== WHAT YOU ARE ASKED TO DO ==
Please turn every line of the items below into a Markdown table with the columns "Row" and "Line", numbering the rows and skipping blank lines. Omit the pictures from your answer.

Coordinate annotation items
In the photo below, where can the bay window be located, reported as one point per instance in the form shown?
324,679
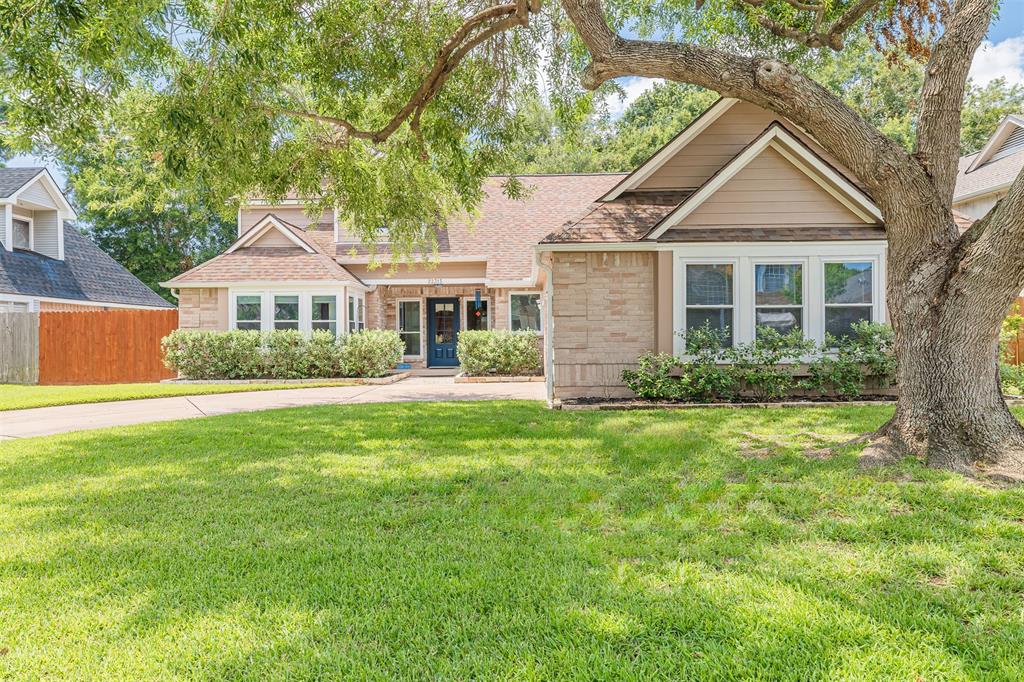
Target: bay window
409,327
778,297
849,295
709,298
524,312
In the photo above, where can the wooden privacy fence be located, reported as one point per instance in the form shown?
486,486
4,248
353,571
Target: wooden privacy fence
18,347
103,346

== SOLUTION ==
| Row | Line |
|---|---|
| 1 | In the photo below, where can the bay window be located, reported as one point per instance in the form shown? |
| 2 | 324,679 |
| 3 | Target: bay window |
| 4 | 409,327 |
| 5 | 778,297 |
| 6 | 849,295 |
| 7 | 709,298 |
| 8 | 524,312 |
| 9 | In the photo above, where can the wooden privacy fence be located, reported as one point per instance in the form shown? |
| 10 | 486,486 |
| 11 | 4,248 |
| 12 | 353,571 |
| 13 | Target: wooden privacy fence |
| 14 | 18,347 |
| 15 | 103,346 |